Task objective -
Give back exactly the lines running from the line with "Look at the photo above. For every instance of the rectangular" to the end of the entries, and only those lines.

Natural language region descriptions
>>>

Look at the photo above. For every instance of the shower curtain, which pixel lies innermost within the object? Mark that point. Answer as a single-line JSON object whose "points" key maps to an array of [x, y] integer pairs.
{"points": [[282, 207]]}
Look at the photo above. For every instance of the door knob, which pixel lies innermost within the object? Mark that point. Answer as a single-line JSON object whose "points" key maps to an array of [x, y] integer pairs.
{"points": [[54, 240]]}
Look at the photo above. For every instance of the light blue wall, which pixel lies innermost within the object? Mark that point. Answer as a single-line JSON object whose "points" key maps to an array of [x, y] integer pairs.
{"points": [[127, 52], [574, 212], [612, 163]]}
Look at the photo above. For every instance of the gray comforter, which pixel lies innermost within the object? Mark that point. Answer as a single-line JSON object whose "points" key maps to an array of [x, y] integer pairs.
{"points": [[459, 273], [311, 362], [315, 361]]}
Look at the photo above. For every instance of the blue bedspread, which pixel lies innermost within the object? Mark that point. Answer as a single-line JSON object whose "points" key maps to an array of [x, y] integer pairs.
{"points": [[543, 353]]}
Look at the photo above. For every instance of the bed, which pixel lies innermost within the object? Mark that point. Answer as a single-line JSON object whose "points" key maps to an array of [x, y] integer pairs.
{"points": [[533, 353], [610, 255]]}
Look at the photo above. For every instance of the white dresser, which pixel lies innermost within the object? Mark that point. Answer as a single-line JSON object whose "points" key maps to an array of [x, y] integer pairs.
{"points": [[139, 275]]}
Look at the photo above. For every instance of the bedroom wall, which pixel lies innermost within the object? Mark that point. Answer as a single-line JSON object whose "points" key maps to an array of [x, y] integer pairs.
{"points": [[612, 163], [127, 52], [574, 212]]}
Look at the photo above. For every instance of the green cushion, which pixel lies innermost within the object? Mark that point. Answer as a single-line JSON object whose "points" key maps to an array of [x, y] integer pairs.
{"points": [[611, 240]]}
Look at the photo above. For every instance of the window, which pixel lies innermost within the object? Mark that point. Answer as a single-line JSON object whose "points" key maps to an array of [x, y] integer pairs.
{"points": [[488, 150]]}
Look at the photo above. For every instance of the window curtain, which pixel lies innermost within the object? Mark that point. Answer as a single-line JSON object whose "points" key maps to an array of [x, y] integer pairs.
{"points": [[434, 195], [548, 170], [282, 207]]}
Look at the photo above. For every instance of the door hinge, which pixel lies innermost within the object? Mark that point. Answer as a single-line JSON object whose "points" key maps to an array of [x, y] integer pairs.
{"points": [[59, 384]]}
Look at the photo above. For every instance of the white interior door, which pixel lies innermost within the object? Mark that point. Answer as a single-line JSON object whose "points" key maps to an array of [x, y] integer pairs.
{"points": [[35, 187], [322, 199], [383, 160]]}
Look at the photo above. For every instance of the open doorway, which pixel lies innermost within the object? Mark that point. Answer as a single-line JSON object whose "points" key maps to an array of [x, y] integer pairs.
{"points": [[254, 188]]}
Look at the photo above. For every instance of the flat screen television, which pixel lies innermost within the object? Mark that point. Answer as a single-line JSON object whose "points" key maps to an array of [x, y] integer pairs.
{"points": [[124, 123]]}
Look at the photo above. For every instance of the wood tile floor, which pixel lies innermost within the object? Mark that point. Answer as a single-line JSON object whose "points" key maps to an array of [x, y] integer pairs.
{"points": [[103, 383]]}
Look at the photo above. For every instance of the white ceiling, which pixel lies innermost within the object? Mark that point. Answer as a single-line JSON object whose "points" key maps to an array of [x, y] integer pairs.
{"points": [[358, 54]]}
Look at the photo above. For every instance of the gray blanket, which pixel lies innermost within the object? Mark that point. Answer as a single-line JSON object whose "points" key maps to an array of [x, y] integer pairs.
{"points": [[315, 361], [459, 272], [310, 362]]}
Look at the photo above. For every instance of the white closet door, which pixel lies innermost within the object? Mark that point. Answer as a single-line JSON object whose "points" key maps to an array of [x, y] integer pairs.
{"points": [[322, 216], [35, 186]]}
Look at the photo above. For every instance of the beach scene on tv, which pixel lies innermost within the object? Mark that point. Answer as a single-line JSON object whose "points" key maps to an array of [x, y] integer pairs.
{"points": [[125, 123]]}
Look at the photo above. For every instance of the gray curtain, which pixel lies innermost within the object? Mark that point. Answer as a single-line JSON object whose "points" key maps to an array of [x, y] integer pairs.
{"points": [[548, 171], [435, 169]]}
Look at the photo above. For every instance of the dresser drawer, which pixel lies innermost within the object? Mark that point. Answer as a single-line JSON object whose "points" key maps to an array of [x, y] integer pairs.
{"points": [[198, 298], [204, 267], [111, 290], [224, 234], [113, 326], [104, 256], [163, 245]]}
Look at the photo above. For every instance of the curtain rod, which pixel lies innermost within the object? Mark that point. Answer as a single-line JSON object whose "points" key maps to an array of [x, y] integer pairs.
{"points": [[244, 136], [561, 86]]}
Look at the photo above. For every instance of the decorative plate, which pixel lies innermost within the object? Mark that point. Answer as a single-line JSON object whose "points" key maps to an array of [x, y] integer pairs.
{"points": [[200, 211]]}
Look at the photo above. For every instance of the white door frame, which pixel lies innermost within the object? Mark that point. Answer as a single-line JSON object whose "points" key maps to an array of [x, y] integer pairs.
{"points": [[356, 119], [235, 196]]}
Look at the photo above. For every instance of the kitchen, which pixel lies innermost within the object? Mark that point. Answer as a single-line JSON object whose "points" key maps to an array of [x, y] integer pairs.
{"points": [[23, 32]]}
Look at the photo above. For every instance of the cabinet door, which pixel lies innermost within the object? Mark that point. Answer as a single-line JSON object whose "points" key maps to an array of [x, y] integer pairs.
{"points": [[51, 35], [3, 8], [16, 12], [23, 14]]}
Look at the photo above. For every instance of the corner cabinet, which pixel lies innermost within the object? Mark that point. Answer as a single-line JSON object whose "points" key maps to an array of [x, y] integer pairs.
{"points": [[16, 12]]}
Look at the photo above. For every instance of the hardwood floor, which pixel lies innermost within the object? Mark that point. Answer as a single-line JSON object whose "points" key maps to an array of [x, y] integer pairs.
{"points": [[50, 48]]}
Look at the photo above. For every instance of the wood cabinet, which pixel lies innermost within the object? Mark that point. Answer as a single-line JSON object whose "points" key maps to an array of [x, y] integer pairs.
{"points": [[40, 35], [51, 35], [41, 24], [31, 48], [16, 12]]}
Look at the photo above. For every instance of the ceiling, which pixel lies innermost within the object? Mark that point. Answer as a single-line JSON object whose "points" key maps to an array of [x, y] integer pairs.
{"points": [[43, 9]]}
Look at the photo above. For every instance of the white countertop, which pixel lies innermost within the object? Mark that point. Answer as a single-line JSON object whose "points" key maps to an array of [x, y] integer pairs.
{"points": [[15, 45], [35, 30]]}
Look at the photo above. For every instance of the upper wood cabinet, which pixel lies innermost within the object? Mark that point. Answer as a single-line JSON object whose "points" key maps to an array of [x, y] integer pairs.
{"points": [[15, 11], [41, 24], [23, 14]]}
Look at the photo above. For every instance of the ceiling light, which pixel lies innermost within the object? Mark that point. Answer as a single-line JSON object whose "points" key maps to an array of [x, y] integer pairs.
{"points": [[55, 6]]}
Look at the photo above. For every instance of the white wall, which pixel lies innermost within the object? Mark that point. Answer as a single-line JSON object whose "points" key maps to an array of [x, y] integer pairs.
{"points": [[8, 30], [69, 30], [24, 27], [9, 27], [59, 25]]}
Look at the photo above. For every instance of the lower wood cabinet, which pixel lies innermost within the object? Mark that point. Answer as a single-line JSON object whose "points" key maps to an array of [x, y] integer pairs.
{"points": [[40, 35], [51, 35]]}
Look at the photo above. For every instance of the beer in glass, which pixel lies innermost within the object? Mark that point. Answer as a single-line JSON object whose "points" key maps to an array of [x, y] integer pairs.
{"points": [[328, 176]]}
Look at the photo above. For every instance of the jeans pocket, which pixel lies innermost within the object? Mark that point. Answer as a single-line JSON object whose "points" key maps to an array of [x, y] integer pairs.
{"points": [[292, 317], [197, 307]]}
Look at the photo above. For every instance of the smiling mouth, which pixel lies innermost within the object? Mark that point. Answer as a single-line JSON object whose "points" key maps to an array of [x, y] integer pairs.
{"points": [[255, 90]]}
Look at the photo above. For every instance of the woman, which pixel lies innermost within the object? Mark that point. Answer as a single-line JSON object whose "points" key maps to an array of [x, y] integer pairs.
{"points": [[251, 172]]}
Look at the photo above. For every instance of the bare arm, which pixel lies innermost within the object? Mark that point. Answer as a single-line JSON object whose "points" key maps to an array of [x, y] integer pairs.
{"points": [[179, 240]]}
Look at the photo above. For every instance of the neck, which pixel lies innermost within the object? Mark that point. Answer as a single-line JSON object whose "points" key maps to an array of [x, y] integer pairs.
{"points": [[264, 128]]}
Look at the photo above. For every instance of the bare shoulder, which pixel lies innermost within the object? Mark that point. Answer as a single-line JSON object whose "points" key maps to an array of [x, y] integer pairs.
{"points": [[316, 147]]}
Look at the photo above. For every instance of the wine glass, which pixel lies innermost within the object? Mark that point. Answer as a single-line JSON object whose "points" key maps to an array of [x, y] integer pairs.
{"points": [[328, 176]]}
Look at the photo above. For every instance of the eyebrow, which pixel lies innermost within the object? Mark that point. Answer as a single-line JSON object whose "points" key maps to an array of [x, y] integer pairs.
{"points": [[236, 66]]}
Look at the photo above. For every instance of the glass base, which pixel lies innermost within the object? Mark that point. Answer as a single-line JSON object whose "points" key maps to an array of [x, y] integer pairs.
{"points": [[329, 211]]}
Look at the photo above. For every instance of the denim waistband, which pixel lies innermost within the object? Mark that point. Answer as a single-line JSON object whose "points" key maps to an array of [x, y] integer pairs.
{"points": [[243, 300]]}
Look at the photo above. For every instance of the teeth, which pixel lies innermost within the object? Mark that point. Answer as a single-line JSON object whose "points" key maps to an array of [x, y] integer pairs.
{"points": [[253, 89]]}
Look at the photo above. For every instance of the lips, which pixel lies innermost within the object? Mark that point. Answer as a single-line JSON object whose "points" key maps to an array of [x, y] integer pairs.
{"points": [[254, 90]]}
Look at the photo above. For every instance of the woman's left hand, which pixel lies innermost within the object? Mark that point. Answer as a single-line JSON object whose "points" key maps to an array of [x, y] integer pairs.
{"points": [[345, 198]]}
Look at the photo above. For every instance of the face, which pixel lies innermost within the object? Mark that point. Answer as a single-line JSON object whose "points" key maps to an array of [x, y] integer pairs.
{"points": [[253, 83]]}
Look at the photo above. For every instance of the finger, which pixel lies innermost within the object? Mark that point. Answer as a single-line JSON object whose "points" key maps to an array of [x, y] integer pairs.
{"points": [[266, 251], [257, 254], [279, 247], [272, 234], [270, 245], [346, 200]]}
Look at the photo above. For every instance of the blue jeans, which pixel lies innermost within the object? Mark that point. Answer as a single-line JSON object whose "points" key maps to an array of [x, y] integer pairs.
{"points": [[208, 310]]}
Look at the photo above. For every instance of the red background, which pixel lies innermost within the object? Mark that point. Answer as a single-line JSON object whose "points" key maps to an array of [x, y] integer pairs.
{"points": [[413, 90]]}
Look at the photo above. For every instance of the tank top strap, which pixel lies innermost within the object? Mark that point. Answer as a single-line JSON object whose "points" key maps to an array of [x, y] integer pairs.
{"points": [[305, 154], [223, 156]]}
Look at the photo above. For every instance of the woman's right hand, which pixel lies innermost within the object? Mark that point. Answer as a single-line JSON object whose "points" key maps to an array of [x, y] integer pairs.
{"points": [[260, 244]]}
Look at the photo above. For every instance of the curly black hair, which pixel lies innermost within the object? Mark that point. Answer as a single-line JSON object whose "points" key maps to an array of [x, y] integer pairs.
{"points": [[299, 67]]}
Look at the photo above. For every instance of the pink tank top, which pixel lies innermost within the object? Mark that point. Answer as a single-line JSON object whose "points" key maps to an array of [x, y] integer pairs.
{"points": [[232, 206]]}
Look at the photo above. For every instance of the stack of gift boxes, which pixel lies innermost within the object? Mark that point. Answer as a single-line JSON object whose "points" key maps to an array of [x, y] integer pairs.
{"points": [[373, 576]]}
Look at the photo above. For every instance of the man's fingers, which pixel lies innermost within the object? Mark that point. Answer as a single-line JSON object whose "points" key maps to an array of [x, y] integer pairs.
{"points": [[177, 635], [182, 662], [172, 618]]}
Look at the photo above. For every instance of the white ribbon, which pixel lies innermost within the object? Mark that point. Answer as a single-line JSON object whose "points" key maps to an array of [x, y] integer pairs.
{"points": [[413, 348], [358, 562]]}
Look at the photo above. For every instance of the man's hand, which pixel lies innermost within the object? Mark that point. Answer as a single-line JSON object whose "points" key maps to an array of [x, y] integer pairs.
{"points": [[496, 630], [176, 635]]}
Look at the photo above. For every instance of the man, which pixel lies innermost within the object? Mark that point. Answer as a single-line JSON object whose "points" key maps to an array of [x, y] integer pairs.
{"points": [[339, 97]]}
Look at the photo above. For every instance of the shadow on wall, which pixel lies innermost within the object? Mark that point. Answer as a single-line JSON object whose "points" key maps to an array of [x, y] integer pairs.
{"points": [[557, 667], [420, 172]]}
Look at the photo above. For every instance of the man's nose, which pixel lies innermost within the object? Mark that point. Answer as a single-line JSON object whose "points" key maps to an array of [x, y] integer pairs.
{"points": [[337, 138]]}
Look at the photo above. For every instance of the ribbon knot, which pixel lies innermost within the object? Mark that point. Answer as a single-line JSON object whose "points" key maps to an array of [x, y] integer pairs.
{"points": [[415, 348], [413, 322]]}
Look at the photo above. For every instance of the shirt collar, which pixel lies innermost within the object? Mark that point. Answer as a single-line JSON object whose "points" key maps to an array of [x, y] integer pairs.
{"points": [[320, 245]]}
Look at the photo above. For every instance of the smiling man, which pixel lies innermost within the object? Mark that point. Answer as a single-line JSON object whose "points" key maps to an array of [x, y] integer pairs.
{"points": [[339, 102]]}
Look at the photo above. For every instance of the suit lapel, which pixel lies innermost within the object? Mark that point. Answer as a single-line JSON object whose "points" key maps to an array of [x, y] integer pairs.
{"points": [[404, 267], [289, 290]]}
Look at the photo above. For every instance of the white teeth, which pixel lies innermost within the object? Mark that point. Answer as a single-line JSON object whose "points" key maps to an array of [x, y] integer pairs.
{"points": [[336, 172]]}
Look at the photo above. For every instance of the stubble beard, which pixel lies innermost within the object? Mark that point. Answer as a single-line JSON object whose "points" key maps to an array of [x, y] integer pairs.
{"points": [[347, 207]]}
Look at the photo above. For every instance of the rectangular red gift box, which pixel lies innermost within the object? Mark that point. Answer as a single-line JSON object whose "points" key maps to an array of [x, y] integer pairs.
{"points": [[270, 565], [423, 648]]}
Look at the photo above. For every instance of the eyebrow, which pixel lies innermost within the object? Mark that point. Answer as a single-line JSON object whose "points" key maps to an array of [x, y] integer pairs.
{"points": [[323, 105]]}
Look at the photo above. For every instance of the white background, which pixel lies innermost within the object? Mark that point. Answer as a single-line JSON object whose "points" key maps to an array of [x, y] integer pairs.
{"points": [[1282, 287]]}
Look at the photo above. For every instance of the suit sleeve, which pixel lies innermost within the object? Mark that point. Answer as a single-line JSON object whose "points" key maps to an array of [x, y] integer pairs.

<<<

Expected answer -
Look at the photo above. For every instance of the rectangular red gift box, which pixel lies innermost within the object? Mark that point. Answer as a single-line JSON object whose "points" key maps to an array of [x, y] integer pairs.
{"points": [[270, 565], [423, 648]]}
Look at the photo above. For every instance of the eyebrow, which pixel lies innermost within the object? Mark that point. Answer as a single-line JSON object whose "points" key maps to an array of [x, y] integer pairs.
{"points": [[323, 105]]}
Look at the photo above. For every instance of the white background, which pixel lies innermost within the object? Mark that point. Answer as a single-line JSON object whose "points" key maps to an array of [x, y] integer pairs.
{"points": [[1282, 287]]}
Look at the photo above. For every instance of the suit sleeve, which pixel lies innermost within the object? Mark that point. Answer as a single-line JSON object whose "points" key maps to an array of [x, y] integer pairs.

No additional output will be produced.